_Text excerpt_:
You can get one 200ah or 300ah LFP a lot cheaper than 2 separate batteries and then only need one fuse and cable etc but think about redundancy and if the loss of the house battery would be a major problem ... If so then spend a bit more for two separate LFP. But as Geem says, basically fuse the LFP properly, make sure there is a rotary cut off switch of suitable size for the battery and run + and - to separate busbars and connect the charge sources to those bus bars.

Maybe check out Will Prowse' channel on U-tube to se if there is a review of your chosen LFP brand - there are many and some well known brands I could never recommend based on experience fitting so many of these things
 
In this situation (almost exactly the same, down to the engine!) we fitted 1 300Ah Fogstar Drift battery. I had to cut the plastic handles off to fit it in the box but totally worth it given the huge capacity boost. This also gave me space in the battery box to add fuse and a couple of other components as I only have one battery where before there were two.
Adding in a B2B later is pretty easy and cheap, just don't forget to remove any VSR or split charge relay currently fitted (MD2040 usually has a relay, mine for some reason had both!)
Beware of larger alternators, heat will potentially limit output anyway. We get ~30A from ours on the MD2040 despite the higher rating.

_Listed entries_:
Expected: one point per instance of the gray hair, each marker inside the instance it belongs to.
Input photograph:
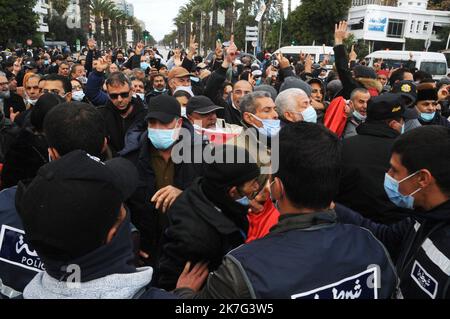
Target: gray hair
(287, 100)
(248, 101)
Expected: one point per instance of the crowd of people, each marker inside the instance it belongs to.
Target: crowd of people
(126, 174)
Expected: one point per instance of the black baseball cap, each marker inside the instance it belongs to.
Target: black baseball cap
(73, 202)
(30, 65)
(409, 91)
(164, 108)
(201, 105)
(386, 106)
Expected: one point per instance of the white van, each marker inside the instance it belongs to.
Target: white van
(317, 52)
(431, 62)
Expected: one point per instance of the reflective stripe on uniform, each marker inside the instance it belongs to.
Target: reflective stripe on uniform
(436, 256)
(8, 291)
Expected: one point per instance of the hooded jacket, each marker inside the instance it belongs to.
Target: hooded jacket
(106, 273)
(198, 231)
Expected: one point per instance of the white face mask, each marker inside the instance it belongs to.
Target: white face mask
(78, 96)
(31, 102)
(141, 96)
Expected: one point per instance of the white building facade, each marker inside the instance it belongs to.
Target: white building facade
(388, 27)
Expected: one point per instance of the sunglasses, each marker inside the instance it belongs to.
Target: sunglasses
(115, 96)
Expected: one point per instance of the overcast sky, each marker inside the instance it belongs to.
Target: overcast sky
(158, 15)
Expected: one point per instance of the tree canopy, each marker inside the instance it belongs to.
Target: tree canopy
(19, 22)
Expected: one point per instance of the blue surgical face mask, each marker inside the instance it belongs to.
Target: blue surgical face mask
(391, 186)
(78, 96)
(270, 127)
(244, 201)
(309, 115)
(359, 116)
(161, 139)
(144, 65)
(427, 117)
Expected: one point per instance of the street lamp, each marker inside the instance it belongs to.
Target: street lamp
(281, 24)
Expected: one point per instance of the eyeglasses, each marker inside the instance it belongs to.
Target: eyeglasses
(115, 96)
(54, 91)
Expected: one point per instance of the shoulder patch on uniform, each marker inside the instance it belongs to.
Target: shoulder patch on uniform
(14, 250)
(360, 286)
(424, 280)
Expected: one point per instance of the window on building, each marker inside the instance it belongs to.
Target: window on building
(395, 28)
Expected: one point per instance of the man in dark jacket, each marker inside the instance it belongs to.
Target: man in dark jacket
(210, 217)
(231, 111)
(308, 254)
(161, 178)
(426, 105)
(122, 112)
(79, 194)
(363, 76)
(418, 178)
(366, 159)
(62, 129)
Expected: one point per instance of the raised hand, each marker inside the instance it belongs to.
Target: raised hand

_What this task involves_: Copy out the entire text on fitting LFP house batteries word for word, with no changes. The material plays no part here.

_Answer to the exercise_:
You can get one 200ah or 300ah LFP a lot cheaper than 2 separate batteries and then only need one fuse and cable etc but think about redundancy and if the loss of the house battery would be a major problem ... If so then spend a bit more for two separate LFP. But as Geem says, basically fuse the LFP properly, make sure there is a rotary cut off switch of suitable size for the battery and run + and - to separate busbars and connect the charge sources to those bus bars.

Maybe check out Will Prowse' channel on U-tube to se if there is a review of your chosen LFP brand - there are many and some well known brands I could never recommend based on experience fitting so many of these things
 
In this situation (almost exactly the same, down to the engine!) we fitted 1 300Ah Fogstar Drift battery. I had to cut the plastic handles off to fit it in the box but totally worth it given the huge capacity boost. This also gave me space in the battery box to add fuse and a couple of other components as I only have one battery where before there were two.
Adding in a B2B later is pretty easy and cheap, just don't forget to remove any VSR or split charge relay currently fitted (MD2040 usually has a relay, mine for some reason had both!)
Beware of larger alternators, heat will potentially limit output anyway. We get ~30A from ours on the MD2040 despite the higher rating.